Write out the lines below that run from the line containing "point: tail fin" through the line containing "column 1058, row 414", inclusive.
***** The input *****
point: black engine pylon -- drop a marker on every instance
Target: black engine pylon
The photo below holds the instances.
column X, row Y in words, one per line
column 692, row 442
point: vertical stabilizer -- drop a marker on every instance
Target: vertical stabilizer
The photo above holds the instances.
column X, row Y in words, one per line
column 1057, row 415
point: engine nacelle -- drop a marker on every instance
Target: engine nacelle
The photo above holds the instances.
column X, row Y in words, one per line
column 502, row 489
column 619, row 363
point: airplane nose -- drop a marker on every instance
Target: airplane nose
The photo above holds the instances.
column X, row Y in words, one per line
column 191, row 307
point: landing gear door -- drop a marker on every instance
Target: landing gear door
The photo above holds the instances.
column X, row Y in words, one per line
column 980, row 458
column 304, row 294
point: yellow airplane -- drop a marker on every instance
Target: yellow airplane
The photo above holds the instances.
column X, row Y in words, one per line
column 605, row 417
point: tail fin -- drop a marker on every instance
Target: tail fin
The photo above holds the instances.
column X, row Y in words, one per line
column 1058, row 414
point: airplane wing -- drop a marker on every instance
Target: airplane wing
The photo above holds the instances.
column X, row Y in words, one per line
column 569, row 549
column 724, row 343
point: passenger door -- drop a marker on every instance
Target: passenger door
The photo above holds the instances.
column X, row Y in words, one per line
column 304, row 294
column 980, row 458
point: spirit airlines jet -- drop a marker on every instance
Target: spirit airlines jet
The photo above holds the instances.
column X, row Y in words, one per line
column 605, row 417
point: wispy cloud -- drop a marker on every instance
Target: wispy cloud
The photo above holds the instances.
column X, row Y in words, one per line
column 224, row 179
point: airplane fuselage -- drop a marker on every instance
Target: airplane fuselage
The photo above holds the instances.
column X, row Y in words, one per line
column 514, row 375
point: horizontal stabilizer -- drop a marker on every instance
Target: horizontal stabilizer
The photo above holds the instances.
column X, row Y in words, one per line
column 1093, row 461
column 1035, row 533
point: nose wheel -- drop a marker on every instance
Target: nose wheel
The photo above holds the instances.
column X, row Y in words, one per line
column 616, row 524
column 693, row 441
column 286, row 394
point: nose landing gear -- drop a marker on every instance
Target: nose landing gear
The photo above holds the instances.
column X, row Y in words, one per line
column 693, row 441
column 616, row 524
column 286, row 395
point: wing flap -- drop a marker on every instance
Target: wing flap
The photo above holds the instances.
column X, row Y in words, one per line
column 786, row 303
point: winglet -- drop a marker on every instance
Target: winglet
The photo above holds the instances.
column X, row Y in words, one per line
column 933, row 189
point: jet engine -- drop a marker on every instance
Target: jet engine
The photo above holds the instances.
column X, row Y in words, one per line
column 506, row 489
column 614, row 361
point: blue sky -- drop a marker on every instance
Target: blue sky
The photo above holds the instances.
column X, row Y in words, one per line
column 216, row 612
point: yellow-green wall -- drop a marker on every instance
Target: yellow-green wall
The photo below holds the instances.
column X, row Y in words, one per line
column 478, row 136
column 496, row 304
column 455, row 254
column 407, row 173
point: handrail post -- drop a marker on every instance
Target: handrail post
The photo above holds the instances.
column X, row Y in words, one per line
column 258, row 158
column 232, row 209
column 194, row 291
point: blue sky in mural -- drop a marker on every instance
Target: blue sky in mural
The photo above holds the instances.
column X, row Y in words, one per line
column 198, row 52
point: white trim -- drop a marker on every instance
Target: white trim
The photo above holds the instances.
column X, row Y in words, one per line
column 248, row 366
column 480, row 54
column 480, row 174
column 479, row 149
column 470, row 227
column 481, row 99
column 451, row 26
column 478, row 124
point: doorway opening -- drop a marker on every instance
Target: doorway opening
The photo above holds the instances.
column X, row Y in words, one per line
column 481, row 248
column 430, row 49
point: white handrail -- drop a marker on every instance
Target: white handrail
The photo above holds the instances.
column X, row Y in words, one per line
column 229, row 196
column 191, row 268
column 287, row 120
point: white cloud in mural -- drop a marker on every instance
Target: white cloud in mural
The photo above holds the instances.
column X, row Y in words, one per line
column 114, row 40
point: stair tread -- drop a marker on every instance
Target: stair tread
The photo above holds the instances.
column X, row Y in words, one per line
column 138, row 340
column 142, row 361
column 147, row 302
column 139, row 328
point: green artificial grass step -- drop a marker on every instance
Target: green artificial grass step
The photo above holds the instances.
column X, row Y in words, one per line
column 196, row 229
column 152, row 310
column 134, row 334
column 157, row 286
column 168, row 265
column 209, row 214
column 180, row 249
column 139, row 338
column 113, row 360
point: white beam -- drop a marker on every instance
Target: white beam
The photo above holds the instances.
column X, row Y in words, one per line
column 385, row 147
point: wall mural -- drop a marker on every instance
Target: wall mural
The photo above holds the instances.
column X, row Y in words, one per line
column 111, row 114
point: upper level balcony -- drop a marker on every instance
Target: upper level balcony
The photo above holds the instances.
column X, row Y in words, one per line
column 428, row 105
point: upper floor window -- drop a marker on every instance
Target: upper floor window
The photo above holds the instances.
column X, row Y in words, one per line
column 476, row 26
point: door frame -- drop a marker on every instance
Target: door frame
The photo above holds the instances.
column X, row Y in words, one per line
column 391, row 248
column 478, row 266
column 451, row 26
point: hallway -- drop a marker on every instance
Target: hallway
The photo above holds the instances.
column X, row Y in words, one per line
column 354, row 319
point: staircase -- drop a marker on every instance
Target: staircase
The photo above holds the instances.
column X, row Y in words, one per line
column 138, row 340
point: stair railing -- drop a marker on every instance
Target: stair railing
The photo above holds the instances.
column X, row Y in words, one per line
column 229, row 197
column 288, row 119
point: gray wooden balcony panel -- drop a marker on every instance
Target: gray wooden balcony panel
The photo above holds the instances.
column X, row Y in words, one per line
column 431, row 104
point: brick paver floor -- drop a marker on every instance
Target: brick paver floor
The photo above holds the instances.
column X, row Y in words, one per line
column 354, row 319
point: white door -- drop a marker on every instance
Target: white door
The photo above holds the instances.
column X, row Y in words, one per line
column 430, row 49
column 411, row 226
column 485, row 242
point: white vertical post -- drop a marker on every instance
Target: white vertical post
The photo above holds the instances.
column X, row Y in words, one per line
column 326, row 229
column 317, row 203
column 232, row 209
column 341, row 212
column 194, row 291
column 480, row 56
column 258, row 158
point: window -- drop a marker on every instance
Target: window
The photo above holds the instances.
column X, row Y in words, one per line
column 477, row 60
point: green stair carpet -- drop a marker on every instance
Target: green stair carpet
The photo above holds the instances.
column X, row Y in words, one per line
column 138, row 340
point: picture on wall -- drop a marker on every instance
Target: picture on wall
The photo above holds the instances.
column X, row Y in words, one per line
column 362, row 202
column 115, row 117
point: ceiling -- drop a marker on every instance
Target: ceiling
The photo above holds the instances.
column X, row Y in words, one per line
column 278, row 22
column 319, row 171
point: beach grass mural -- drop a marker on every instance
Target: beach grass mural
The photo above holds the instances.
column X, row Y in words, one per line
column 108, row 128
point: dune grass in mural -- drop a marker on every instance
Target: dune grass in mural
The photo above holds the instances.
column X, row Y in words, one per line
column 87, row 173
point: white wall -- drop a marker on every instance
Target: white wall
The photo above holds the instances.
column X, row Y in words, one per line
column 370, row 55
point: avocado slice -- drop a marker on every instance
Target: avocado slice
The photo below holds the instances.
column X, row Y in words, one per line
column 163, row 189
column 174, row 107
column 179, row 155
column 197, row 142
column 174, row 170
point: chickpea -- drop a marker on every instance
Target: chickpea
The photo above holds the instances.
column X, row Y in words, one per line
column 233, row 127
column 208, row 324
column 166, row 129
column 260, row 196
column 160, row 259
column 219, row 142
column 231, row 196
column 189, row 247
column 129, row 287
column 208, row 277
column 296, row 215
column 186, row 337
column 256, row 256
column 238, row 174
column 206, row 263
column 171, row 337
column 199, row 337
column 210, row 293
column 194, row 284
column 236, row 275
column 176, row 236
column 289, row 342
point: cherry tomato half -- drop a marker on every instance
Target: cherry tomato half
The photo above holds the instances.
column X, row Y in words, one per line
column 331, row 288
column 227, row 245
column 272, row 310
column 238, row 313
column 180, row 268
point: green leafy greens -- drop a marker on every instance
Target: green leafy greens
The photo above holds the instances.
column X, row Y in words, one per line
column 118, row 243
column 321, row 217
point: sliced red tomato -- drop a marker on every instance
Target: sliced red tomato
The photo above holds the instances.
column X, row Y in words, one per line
*****
• Exercise solution:
point: tail fin -- drop a marker on every instance
Target: tail fin
The photo above holds the instances.
column X, row Y in words, one per line
column 1058, row 414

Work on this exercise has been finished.